** What is required **
Return every line of the data below that contains the word "command", treating uppercase and lowercase letters as different.

** Given data **
──────────

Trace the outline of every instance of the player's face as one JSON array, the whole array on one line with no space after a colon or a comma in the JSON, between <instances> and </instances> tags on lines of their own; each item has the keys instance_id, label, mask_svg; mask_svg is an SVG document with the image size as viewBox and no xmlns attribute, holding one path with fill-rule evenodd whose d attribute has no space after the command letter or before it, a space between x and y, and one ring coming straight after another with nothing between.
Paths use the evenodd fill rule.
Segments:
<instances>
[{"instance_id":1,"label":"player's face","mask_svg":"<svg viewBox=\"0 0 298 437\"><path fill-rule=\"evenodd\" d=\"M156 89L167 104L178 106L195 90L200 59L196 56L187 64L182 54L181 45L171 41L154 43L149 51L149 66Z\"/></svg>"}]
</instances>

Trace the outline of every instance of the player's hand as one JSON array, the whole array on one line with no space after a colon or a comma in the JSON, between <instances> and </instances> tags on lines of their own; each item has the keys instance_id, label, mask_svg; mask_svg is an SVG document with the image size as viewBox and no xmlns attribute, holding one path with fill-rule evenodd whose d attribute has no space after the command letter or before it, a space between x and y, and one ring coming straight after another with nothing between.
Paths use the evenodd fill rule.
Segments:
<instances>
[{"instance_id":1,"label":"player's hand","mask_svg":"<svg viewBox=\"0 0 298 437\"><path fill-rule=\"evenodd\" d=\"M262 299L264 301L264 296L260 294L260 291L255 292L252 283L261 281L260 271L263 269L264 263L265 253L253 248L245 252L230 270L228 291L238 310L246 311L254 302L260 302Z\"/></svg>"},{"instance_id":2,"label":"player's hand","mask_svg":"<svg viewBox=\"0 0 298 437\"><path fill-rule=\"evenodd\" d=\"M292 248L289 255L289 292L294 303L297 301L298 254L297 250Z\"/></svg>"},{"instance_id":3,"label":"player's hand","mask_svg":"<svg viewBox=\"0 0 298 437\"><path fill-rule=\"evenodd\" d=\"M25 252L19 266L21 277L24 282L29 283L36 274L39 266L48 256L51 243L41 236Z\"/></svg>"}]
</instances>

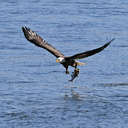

──────────

** Full response **
Trace the outline of every instance of the player's face as one JSON array, the whole array on one line with no space after a colon or a comma in the JSON, between <instances> and </instances> tags on lines of their own; each item has the keys instance_id, label, mask_svg; mask_svg is an SVG document with the image size as viewBox and no xmlns attribute, holding one path with fill-rule evenodd whose d attribute has no space after the command letter or before it, a space between x and y, and one ring coming straight after another with nothing between.
Trace the outline of every instance of the player's hand as one JSON array, the whole array on one line with no space after a colon or a comma in the JSON, between <instances> and </instances> tags on lines of their own; each item has the keys instance_id, label, mask_svg; mask_svg is an SVG document with the image size as viewBox and no xmlns attribute, holding one path with fill-rule evenodd whose d attribute has no space after the command letter or before it, a space between x and y, and one ring coming straight after another with nothing between.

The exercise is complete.